Lines of data
_ _ _ _ _

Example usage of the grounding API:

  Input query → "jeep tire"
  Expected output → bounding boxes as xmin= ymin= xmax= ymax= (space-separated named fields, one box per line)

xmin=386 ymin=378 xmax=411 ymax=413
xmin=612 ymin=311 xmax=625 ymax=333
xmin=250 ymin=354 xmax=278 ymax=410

_ _ _ _ _

Rewrite the rows above, replacing "grounding API" with "detection API" and leaving every other part unchanged.

EXPECTED ANSWER:
Example usage of the detection API:

  Input query → "jeep tire"
  Expected output → bounding boxes as xmin= ymin= xmax= ymax= (space-separated named fields, one box per line)

xmin=386 ymin=378 xmax=411 ymax=413
xmin=612 ymin=311 xmax=625 ymax=333
xmin=250 ymin=354 xmax=278 ymax=410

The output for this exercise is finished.